▸ **Material**:
----------------------------------------

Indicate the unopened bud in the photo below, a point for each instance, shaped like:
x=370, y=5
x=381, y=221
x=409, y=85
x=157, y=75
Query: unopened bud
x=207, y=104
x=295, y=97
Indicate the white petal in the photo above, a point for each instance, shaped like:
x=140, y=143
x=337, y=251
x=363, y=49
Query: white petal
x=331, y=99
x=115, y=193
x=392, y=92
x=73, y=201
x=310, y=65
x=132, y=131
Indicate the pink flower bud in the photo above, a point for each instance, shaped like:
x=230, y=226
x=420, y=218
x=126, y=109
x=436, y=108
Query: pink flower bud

----------------------------------------

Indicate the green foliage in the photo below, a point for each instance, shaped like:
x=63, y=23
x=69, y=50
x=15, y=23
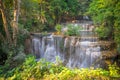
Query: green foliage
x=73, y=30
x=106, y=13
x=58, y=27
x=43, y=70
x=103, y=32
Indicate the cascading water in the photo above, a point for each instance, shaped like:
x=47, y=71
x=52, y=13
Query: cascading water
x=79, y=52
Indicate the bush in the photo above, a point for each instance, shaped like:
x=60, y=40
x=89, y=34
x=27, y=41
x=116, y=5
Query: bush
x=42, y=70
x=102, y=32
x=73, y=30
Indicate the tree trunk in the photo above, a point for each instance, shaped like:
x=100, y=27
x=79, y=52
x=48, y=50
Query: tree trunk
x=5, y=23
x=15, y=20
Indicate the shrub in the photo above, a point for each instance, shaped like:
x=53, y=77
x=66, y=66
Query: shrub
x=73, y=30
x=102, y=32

----------------------------------------

▸ **Problem requirements**: Copy the records again, starting at the line that contains "Indicate the unopened" and ending at the line that contains "Query: pink flower bud". In them, swap "instance" for "occurrence" and leave everything else unchanged.

▸ **Written answer**:
Indicate the unopened bud in the photo below, a point for each occurrence, shaped like:
x=370, y=5
x=381, y=221
x=409, y=85
x=157, y=75
Query: unopened bud
x=207, y=104
x=295, y=97
Indicate the white petal in the photo above, a point for each occurrence, shaped like:
x=140, y=143
x=337, y=251
x=363, y=49
Query: white petal
x=331, y=99
x=115, y=193
x=392, y=92
x=73, y=201
x=310, y=65
x=132, y=131
Indicate the pink flower bud in the photo above, a point for each occurrence, shaped like:
x=230, y=226
x=420, y=218
x=126, y=109
x=436, y=108
Query: pink flower bud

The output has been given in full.